TASKS AND EXERCISES:
• 1. Please answer these from the home run derby recap, one line each:
(a) How many home runs did Prince Fielder hit, and what was their average distance?
(b) How far did Fielder's longest home run travel?
(c) How many home runs did Albert Pujols hit?
• 2. Pick up the home run derby recap after its final line and keep writing it.

TEXT EXTRACT:
__________________________________________________

Posts Tagged ‘Ryan Howard’

We’ll start with the home run derby.  Prince Fielder won it with twenty-three long balls, averaging 439 feet.  His longest and second-longest were the longest and second-longest of the competition, measuring at 503 and 497 feet, respectively.  Nelson Cruz placed second with twenty-one long balls.  Then Ryan Howard with fifteen, and Albert Pujols with eleven.  Joe Mauer and Carlos Pena both hit five, all in the first round, and Adrian Gonzalez hit two, both in the first round.  Brandon Inge didn’t hit any.  Ouch.  If you’ve noticed, hometown heroes rarely do well in the home run derby, so Pujols would’ve been the tempting but unlikely choice for champion.  He came close, though.  Congratulations to Prince Fielder! The Prince of home runs.  Corny but it had to be done.

__________________________________________________

SUPPLIED MATERIAL:
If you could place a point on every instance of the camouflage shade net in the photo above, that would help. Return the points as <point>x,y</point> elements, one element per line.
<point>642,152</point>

__________________________________________________

ANSWERS FOR THE EXERCISE:
• 1.
(a) Twenty-three, averaging 439 feet.
(b) 503 feet.
(c) Eleven.

• 2.
Now that we have that out of the way, on to the game.  As expected, the American League extended its hitting streak over the National League to thirteen All-Star Games.  This doesn’t surprise me.  We all saw this coming.  It happens every year.  But the All-Star Game is just as much about the festivities as it is about the game, so we’ll start with the first pitch thrown by President Obama wearing a White Sox jacket.  It came out of his hand as sort of a lob at Pujols, who picked it out of the dirt.  Not bad.  As far as the game is concerned, I was very pleased to see that this one only lasted nine innings.  Halladay started.  He pitched two innings and gave up three runs on four hits, only two earned.  Those were the only runs the National League would score.  The American League’s eight pitchers struck out five, walked only one, and gave up only five hits (Joe Nathan gave up the other one).  Papelbon, thank you very much, got the win.  Joe Nathan got a hold.  Mariano Rivera got a save, obviously because he wasn’t trying to close a game against us.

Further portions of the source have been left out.